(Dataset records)
::::
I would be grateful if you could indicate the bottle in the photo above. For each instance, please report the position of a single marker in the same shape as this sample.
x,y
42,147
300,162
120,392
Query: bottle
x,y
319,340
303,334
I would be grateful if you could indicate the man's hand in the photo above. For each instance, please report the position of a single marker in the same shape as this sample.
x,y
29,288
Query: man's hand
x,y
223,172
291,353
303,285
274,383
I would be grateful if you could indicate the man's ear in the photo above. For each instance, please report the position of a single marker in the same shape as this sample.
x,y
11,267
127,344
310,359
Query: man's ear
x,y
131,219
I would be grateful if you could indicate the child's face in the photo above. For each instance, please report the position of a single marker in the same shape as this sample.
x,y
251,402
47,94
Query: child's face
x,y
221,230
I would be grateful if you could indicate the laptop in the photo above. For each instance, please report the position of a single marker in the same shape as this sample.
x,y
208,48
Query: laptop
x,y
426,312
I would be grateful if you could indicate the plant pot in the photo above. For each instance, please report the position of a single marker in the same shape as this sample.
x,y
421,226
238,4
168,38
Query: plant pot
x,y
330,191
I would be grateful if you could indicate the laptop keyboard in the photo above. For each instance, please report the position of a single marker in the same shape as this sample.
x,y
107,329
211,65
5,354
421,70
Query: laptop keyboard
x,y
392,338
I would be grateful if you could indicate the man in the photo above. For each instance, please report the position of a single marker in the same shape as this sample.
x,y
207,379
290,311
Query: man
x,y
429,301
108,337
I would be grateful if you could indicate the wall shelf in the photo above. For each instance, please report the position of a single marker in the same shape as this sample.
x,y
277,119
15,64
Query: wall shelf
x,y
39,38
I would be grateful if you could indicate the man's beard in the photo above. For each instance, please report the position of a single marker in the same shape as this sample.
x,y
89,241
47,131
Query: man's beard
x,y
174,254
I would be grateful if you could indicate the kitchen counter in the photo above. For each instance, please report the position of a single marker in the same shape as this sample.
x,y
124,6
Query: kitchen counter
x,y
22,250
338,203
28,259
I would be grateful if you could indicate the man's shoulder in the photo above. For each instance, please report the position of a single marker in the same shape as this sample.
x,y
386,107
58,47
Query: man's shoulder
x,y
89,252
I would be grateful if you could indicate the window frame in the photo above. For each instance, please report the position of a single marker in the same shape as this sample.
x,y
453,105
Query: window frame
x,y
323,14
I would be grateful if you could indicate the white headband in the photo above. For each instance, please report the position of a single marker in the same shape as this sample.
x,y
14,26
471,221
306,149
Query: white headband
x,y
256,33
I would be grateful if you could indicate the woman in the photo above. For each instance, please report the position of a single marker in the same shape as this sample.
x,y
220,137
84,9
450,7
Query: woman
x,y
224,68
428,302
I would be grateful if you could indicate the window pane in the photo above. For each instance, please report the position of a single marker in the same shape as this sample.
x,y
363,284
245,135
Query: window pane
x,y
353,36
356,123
::::
Each entry, from start to finish, must be restated exactly.

I would be grateful if you could indicate the bottle in the photo above. For each instance, please report the position of a single marker in the same shape as this sample.
x,y
42,147
300,162
120,392
Query: bottle
x,y
319,340
303,334
I would be grateful if you could indicate the man's hand in the photo above. For each instance, please report the position of a single marker in the same shape as this sample.
x,y
29,288
Query: man's hand
x,y
223,172
291,353
303,285
274,383
I would be grateful if you could indicate the man's ear in the photo above. For each instance, please report the position of a single marker in the same shape as this sample.
x,y
11,267
127,344
310,359
Query: man's ear
x,y
131,219
I would be grateful if you could indicate the child's face in the photo above. For each instance, please report the position of a single marker in the same shape as this sample.
x,y
251,402
47,94
Query: child's face
x,y
221,230
I would be grateful if you could indicate the laptop in the photo above. For each instance, please report the position of a single marker in the same shape as this sample.
x,y
208,48
Query: laptop
x,y
426,312
I would be grateful if you could indicate the plant pot in the photo above. For each instance, please report the position of a single marker in the same shape as this sample.
x,y
421,226
238,4
168,38
Query: plant pot
x,y
330,191
I would be grateful if you could indicate the laptop keyboard in the photo above. For each instance, please report the position of a single marker in the same shape as this sample.
x,y
107,329
211,65
5,354
421,70
Query: laptop keyboard
x,y
392,338
I would be grateful if you could indicate the man in the photo above. For each instance, please report the position of a single marker in the same shape as this sample.
x,y
207,379
290,311
Query: man
x,y
429,301
108,337
I would be grateful if you could indicate the wall shelf in the photo above. For each instance, please report the position of a single marker in the same shape as this sample.
x,y
277,119
15,64
Query: wall shelf
x,y
39,38
I would be grateful if you could indicate the man's beard in the photo above. For each instance, please report the position of a single marker in the same shape as this sample.
x,y
89,241
47,131
Query: man's beard
x,y
174,254
I would be grateful if you could indicate the kitchen counter in the photo above. For each instance, please report the position of a single marker in the same shape as this sample.
x,y
124,6
Query: kitchen counter
x,y
22,250
338,203
28,259
I would be grateful if you could indicate the man's shoulder in the photo above. For each instance, please report the position of a single marker in the same shape as this sample.
x,y
386,107
58,47
Query: man's shoulder
x,y
89,252
I would be grateful if you could indicate the window frame in the photo above. For each instance, please report the position of a single marker in the same shape as this sample.
x,y
453,105
Query: window frame
x,y
323,14
I would be grateful if you could indicate the white headband in the photo above. For each instance, please report the position of a single marker in the same shape as this sample.
x,y
14,26
471,221
306,149
Query: white headband
x,y
256,33
I would be grateful if you could indicate the woman in the photo above. For each instance, please report the position of a single marker in the same shape as this sample.
x,y
220,137
84,9
450,7
Query: woman
x,y
224,68
428,302
I would be grateful if you could indicate the window pane in the photo above. For each instance, please report the position of a single marker in the same shape as this sample.
x,y
363,284
245,135
Query: window pane
x,y
353,36
356,123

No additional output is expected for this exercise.